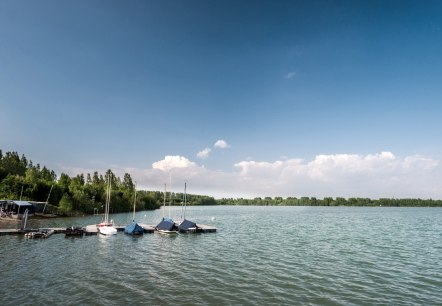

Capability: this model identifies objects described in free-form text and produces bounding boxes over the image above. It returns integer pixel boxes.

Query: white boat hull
[98,226,117,235]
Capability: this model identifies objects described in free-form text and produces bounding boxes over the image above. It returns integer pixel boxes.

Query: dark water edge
[0,206,442,305]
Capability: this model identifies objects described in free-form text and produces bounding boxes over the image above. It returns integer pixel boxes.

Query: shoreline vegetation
[0,150,442,216]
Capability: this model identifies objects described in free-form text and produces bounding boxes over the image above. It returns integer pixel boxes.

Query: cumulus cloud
[196,148,212,159]
[152,155,195,171]
[235,152,442,198]
[58,152,442,199]
[213,139,230,149]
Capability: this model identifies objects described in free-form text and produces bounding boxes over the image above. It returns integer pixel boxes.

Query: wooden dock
[0,223,216,236]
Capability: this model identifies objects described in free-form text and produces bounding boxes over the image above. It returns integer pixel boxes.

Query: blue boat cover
[155,218,178,231]
[178,219,198,231]
[124,221,144,235]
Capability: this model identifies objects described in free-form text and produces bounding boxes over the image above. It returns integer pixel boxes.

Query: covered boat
[65,226,84,237]
[178,219,201,233]
[0,200,35,220]
[155,218,178,234]
[124,220,144,235]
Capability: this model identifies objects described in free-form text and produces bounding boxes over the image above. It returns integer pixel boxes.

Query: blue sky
[0,0,442,198]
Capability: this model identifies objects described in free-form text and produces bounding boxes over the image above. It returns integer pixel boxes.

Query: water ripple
[0,206,442,305]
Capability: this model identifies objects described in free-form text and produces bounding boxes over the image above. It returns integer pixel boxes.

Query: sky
[0,0,442,199]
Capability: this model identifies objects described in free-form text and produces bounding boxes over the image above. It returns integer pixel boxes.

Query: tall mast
[163,184,166,220]
[169,172,172,219]
[183,182,187,220]
[132,183,137,222]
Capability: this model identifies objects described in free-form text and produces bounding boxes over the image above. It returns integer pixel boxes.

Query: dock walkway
[0,223,216,236]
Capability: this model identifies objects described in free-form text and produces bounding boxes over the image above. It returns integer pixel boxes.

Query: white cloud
[284,71,296,79]
[58,152,442,199]
[213,139,230,149]
[152,155,195,171]
[196,148,212,159]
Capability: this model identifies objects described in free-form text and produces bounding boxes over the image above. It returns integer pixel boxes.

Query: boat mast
[169,172,172,219]
[132,183,137,222]
[42,185,54,214]
[104,174,112,223]
[183,182,187,220]
[163,184,166,220]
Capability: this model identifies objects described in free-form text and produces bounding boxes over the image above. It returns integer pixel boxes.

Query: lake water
[0,206,442,305]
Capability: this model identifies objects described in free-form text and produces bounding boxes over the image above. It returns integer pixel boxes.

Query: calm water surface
[0,206,442,305]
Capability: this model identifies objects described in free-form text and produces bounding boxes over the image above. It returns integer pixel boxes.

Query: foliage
[0,150,442,215]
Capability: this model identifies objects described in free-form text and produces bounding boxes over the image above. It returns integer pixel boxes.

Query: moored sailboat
[97,174,117,235]
[124,183,144,235]
[178,183,201,233]
[155,184,178,234]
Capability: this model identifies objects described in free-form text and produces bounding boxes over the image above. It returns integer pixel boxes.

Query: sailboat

==============================

▸ EXERCISE PROMPT
Transcribe all of the entries word for word, but skip any pictures they contain.

▸ RESPONSE FOR THIS EXERCISE
Capability: this model identifies objects described in free-form text and produces bounding boxes over the image above. It returns integer pixel boxes.

Query: white boat hull
[98,226,117,235]
Capability: this model identifies objects described in free-form text and produces bounding boxes over the image above. It returns integer pixel boxes.

Query: dark water edge
[0,206,442,305]
Capability: this model identifies objects described in free-form text and produces bounding boxes over the image above. It returns integer pixel boxes.

Query: shoreline vegetation
[0,150,442,216]
Capability: this model identifies objects described in free-form text and produces bounding boxes over the image above. It returns integer pixel boxes.

Query: cumulus cloud
[196,148,212,159]
[152,155,195,171]
[235,152,442,198]
[58,152,442,199]
[213,139,230,149]
Capability: this model identifies objects described in free-form text and produces bounding boxes over the image above. It returns integer pixel boxes.

Query: wooden dock
[0,223,216,236]
Capability: this model identifies objects described in free-form text and produces bounding boxes over the image above. It returns integer pixel boxes.

Query: blue boat cover
[155,218,178,231]
[178,219,198,231]
[124,221,144,235]
Capability: this model identifies objects described in free-form text and produces bounding boxes over the image above. It returns integer pixel boxes.

Query: covered boat
[65,226,84,237]
[178,219,201,233]
[0,200,35,220]
[155,218,178,234]
[124,220,144,235]
Capability: this model identifies objects described in free-form text and produces bounding boxes over the image above. It returns integer pixel boxes.

Query: blue sky
[0,0,442,198]
Capability: this model identifies objects described in free-form text and produces bounding boxes over the image above. It returns integer pixel boxes.

Query: water ripple
[0,206,442,305]
Capability: this model identifies objects described in free-form text and produces bounding boxes over the image above. It returns integer pixel boxes.

Query: sky
[0,0,442,199]
Capability: this model identifies objects described in free-form text and produces bounding boxes over the image above. It returns integer pixel boxes.

Query: tall mast
[163,184,166,220]
[169,172,172,219]
[183,182,187,220]
[132,183,137,222]
Capability: this model identifies objects described in free-form text and produces bounding boxes over the image above. It returns integer pixel boxes.

Query: dock walkway
[0,223,216,236]
Capability: this model identifies objects described in free-form text and produces bounding boxes over the image above. It returns integer pixel boxes.

Query: white cloud
[284,71,296,79]
[58,152,442,199]
[213,139,230,149]
[152,155,195,171]
[196,148,212,159]
Capability: this model identifies objects described in free-form text and produces bounding boxes over the image above. It returns integer pixel boxes.

Query: boat mast
[169,172,172,219]
[132,183,137,222]
[42,185,54,214]
[104,174,112,223]
[183,182,187,220]
[163,184,166,220]
Capability: this model identifies objects described in free-form text and produces bounding boxes over the image above. It returns integer pixel boxes.

Query: lake water
[0,206,442,305]
Capability: this model identifies objects described in free-form text and produces bounding boxes over the image above. It returns integer pixel boxes.

Query: calm water surface
[0,206,442,305]
Capability: this model identifies objects described in free-form text and produces bounding boxes over the image above. It returns integer pixel boxes.

Query: foliage
[0,150,442,215]
Capability: this model identifies objects described in free-form text and produces bounding boxes over the image above. It returns integer pixel boxes.

Query: moored sailboat
[97,174,117,235]
[124,183,144,235]
[178,183,201,233]
[155,184,178,234]
Capability: this model identifies objects described in free-form text and produces bounding boxes over the image above. It returns integer pixel boxes.

Query: sailboat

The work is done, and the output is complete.